The discussion centers on proving the continuity of the natural logarithm function, ln x, over the interval (0, ∞). Participants explore various approaches and assumptions related to this proof, including the relationship between ln x and the exponential function.

Discussion Character

  • Exploratory, Technical explanation, Debate/contested

Main Points Raised

  • One participant suggests defining ln x in terms of the exponential function, proposing that if ln x = y, then e^y = x.
  • Another participant presents a relationship, ln x - ln u = ln(x/u), and discusses the limit as u approaches x, concluding that this leads to ln(1) = 0.
  • A later reply requests further elaboration on the proof, indicating uncertainty about how to begin the argument.
  • One participant expresses uncertainty about the initial assumptions, questioning whether the continuity of the exponential function is being assumed and noting a potential flaw in their own proof that relies on the continuity of ln(x) at x = 1.

══════════

### Written request 1
From the summary of the ln x continuity discussion, extract the passage between "Discussion Character" and "begin the argument.", inclusive.
### Written request 2
Translate this sentence from the ln x continuity summary into Spanish: "The discussion centers on proving the continuity of the natural logarithm function, ln x, over the interval (0, ∞)."
### Written request 3
Write what follows the final bullet point of the summary on proving ln x continuous.

(Excerpts of region-labeled data)
══════════

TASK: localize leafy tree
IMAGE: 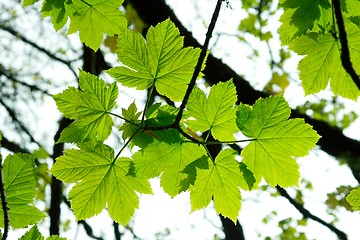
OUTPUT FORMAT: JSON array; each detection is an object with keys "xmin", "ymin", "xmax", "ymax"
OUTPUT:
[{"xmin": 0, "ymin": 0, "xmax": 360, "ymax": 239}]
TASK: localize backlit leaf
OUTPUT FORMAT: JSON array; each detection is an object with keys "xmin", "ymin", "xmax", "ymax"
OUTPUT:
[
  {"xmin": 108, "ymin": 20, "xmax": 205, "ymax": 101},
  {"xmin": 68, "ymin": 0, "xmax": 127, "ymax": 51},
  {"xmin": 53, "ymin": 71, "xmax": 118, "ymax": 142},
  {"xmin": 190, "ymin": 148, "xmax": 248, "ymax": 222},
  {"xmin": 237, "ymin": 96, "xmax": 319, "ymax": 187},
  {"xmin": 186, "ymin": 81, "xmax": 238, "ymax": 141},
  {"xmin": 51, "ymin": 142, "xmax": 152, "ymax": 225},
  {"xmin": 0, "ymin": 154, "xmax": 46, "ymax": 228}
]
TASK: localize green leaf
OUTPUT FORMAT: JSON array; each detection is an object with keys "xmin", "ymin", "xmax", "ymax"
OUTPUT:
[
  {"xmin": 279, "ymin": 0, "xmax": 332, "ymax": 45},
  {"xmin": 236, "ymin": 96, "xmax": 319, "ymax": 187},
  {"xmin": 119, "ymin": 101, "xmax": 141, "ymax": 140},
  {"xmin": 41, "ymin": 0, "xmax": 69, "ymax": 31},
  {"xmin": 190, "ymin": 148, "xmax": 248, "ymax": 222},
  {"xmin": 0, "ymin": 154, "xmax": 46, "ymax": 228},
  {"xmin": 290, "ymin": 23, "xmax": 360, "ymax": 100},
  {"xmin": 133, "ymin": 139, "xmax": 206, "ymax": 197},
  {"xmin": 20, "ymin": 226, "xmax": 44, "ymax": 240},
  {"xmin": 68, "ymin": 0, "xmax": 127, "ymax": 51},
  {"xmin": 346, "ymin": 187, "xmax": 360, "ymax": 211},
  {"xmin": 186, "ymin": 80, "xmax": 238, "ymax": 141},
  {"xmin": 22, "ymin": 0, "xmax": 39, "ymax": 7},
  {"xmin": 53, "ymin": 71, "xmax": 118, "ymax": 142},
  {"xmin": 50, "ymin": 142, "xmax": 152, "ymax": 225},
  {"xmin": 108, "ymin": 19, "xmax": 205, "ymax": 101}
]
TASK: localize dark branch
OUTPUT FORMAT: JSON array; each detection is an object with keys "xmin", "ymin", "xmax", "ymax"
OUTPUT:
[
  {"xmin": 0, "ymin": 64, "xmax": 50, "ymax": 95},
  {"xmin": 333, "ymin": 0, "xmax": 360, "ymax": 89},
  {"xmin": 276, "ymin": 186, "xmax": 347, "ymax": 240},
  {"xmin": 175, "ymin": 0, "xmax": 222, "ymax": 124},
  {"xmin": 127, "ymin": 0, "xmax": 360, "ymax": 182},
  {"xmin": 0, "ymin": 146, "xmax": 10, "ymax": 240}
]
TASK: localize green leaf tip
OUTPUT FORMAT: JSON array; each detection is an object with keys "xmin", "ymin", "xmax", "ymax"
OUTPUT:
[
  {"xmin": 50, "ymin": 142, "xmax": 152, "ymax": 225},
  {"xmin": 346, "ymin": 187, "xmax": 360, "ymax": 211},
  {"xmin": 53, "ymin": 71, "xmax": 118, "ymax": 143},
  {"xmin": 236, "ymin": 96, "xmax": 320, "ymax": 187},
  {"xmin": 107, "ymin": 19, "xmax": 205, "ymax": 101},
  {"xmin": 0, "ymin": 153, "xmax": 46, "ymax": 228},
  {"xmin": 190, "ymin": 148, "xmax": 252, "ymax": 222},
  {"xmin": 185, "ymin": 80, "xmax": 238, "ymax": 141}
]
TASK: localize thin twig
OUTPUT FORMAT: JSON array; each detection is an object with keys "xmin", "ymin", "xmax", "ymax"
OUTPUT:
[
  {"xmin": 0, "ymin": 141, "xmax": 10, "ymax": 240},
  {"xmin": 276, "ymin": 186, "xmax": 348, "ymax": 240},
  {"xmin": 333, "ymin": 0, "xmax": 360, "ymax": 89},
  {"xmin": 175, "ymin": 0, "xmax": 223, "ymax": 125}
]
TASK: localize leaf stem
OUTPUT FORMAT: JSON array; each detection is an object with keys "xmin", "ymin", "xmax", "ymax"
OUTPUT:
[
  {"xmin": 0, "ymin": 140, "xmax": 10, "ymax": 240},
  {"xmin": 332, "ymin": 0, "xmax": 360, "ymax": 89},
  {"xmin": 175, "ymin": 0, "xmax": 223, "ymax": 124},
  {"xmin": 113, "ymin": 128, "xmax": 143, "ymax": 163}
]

══════════

### Written reply 1
Discussion Character

  • Exploratory, Technical explanation, Debate/contested

Main Points Raised

  • One participant suggests defining ln x in terms of the exponential function, proposing that if ln x = y, then e^y = x.
  • Another participant presents a relationship, ln x - ln u = ln(x/u), and discusses the limit as u approaches x, concluding that this leads to ln(1) = 0.
  • A later reply requests further elaboration on the proof, indicating uncertainty about how to begin the argument.

### Written reply 2
La discusión se centra en demostrar la continuidad de la función logaritmo natural, ln x, en el intervalo (0, ∞).

### Written reply 3
Areas of Agreement / Disagreement

Participants do not appear to reach a consensus on the proof or the assumptions required for continuity. Multiple viewpoints and approaches are presented, indicating ongoing debate and exploration of the topic.

Contextual Notes

Some assumptions regarding the continuity of related functions, such as the exponential function, are not clearly established. The discussion also reflects varying levels of confidence in the proposed proofs and their completeness.

Who May Find This Useful

Readers interested in mathematical proofs, particularly in the context of calculus and the properties of logarithmic functions, may find this discussion relevant.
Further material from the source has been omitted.